*** Datenbereich

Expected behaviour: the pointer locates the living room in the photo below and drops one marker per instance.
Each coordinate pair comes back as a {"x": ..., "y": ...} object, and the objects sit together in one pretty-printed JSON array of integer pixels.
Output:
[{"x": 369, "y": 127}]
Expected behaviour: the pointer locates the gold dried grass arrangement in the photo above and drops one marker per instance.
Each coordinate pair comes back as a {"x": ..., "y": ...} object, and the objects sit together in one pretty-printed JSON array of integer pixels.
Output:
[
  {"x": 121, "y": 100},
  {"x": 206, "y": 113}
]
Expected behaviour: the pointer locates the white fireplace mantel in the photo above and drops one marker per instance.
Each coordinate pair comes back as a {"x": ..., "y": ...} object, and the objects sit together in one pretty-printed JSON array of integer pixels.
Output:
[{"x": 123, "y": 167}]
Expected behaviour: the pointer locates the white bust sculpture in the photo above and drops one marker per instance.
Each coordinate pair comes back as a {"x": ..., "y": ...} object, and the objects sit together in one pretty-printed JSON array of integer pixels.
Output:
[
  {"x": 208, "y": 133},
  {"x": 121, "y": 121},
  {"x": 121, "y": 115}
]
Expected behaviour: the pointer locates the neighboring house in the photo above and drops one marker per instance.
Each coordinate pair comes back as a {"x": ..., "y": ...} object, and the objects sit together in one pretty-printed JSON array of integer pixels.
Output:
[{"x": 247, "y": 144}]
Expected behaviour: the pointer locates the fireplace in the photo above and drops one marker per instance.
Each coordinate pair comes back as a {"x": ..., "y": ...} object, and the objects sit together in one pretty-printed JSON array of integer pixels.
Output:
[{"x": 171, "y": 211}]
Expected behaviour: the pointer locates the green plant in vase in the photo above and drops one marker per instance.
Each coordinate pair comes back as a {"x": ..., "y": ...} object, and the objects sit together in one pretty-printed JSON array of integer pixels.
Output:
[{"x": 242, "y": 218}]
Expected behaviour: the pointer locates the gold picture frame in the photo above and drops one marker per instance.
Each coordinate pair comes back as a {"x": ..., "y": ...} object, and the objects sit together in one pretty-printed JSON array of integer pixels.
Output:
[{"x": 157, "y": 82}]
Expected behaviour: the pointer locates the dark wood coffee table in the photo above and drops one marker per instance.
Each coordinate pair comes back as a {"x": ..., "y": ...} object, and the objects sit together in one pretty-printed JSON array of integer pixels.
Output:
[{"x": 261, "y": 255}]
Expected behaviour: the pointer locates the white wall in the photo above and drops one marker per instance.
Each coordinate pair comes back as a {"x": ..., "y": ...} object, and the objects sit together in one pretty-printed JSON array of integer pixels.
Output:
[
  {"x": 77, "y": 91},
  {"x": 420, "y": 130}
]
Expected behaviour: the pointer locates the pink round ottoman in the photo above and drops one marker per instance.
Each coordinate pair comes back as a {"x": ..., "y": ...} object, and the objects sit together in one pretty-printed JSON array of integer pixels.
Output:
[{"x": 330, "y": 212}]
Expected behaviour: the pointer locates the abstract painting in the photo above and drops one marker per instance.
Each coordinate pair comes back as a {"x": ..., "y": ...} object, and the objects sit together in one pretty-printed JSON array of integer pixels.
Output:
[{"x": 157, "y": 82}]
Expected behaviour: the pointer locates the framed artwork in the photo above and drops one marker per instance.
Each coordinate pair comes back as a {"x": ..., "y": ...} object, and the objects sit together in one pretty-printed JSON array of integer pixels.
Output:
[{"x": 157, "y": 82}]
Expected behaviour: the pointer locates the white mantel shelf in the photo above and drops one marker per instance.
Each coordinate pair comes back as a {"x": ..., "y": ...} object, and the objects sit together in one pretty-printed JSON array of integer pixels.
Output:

******

Tausche in allen Einträgen oben „Expected behaviour“ gegen „Intended behaviour“ aus. Gib die Zeilen sonst unverändert wieder.

Vollständige Antwort:
Intended behaviour: the pointer locates the living room in the photo below and drops one marker per instance.
Each coordinate pair comes back as a {"x": ..., "y": ...} object, and the objects sit together in one pretty-printed JSON array of integer pixels.
Output:
[{"x": 369, "y": 127}]
Intended behaviour: the pointer locates the gold dried grass arrangement in the photo above and drops one marker per instance.
Each coordinate pair comes back as a {"x": ..., "y": ...} object, and the objects sit together in one pretty-printed JSON array of integer pixels.
Output:
[
  {"x": 121, "y": 100},
  {"x": 206, "y": 113}
]
Intended behaviour: the pointer locates the white fireplace mantel in the photo above and drops one marker per instance.
Each coordinate pair comes back as a {"x": ..., "y": ...} object, and the objects sit together in one pretty-printed JSON array of integer pixels.
Output:
[{"x": 123, "y": 167}]
Intended behaviour: the pointer locates the white bust sculpture in the photo above and drops one marker per instance.
Each coordinate pair comes back as a {"x": ..., "y": ...} object, and the objects sit together in one pretty-printed JSON array of integer pixels.
Output:
[
  {"x": 208, "y": 133},
  {"x": 121, "y": 121},
  {"x": 121, "y": 115}
]
Intended behaviour: the pointer locates the neighboring house in the photo above and drops one marker per instance.
Each coordinate pair comes back as a {"x": ..., "y": ...} object, and the objects sit together in one pretty-printed JSON array of integer pixels.
Output:
[{"x": 247, "y": 144}]
Intended behaviour: the pointer locates the fireplace in the photo above and drops one marker per instance.
Each coordinate pair comes back as a {"x": ..., "y": ...} object, and the objects sit together in one pretty-printed JSON array of integer pixels.
Output:
[{"x": 171, "y": 211}]
Intended behaviour: the pointer locates the green plant in vase in the photo above and drops one marker per instance.
Each coordinate pair comes back as a {"x": ..., "y": ...} object, and the objects sit together in one pretty-printed JSON array of integer pixels.
Output:
[{"x": 242, "y": 218}]
Intended behaviour: the pointer locates the gold picture frame in the photo above and drops one marker per instance.
Each coordinate pair comes back as a {"x": ..., "y": ...} object, and the objects sit together in one pretty-printed JSON array of integer pixels.
Output:
[{"x": 157, "y": 82}]
Intended behaviour: the pointer locates the dark wood coffee table in the photo above and drops one marker per instance.
Each coordinate pair comes back as a {"x": ..., "y": ...} object, and the objects sit together in one pretty-printed JSON array of integer pixels.
Output:
[{"x": 261, "y": 255}]
Intended behaviour: the pointer locates the white wall in the photo above and drops one marker per instance.
Each coordinate pair comes back as a {"x": ..., "y": ...} object, and the objects sit together in one pretty-printed JSON array of integer pixels.
Output:
[
  {"x": 77, "y": 91},
  {"x": 420, "y": 130}
]
Intended behaviour: the pointer locates the pink round ottoman in the photo above and drops one marker per instance.
Each coordinate pair comes back as a {"x": ..., "y": ...} object, and the objects sit together in one pretty-printed JSON array of integer pixels.
Output:
[{"x": 330, "y": 212}]
Intended behaviour: the pointer locates the abstract painting in the photo above and drops one marker per instance.
Each coordinate pair comes back as a {"x": ..., "y": ...} object, and the objects sit together in one pretty-printed JSON array of integer pixels.
Output:
[{"x": 157, "y": 82}]
Intended behaviour: the pointer locates the framed artwork in the photo above and drops one marker per instance.
Each coordinate pair comes back as a {"x": ..., "y": ...} object, and the objects sit together in one pretty-printed JSON array of integer pixels.
Output:
[{"x": 157, "y": 82}]
Intended behaviour: the pointer locates the white mantel shelf in the photo above and drops one marker per instance.
Each coordinate pair comes back as a {"x": ..., "y": ...} object, and the objects sit together in one pretty-printed JSON array of integer pixels.
Output:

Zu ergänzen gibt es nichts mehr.